Start of Records shown

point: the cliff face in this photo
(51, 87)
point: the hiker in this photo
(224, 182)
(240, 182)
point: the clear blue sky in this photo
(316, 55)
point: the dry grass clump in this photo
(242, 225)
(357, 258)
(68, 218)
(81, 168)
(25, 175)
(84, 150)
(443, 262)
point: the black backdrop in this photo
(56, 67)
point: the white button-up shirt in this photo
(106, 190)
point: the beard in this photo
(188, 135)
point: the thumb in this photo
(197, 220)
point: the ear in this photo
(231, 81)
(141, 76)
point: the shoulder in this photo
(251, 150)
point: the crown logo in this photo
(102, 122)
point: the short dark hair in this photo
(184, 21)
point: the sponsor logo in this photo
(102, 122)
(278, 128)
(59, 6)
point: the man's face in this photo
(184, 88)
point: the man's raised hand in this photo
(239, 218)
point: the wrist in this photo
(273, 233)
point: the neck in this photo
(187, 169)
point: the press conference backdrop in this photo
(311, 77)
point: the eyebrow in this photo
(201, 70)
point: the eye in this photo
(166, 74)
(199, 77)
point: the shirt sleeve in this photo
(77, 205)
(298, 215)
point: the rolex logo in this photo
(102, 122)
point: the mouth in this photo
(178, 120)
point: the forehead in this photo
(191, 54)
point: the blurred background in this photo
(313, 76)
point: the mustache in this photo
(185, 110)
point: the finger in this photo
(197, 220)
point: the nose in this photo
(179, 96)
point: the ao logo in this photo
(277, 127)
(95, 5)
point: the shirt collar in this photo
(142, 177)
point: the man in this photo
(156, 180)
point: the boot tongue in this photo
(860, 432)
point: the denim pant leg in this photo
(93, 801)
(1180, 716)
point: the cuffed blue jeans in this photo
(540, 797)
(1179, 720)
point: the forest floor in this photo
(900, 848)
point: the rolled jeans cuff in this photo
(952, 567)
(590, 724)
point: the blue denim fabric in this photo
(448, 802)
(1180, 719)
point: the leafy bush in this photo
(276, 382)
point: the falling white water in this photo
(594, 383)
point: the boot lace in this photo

End of Records shown

Directions for this task: All lines from the one with "point: the leafy bush in this photo" to the end of the entries above are to be written out exactly, the first and last included.

Task result:
point: the leafy bush in this photo
(276, 382)
point: the falling white water in this photo
(594, 383)
point: the boot lace in this photo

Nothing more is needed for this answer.